[Supplied records]
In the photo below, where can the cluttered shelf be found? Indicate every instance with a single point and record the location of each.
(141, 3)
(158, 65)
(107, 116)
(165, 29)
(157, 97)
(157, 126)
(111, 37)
[/Supplied records]
A word-for-word transcription of the data above is required.

In the photo below, where can the cluttered shelf be found? Indicate every instance with a single point and record the location of each.
(141, 3)
(158, 65)
(107, 116)
(165, 29)
(157, 97)
(157, 126)
(111, 37)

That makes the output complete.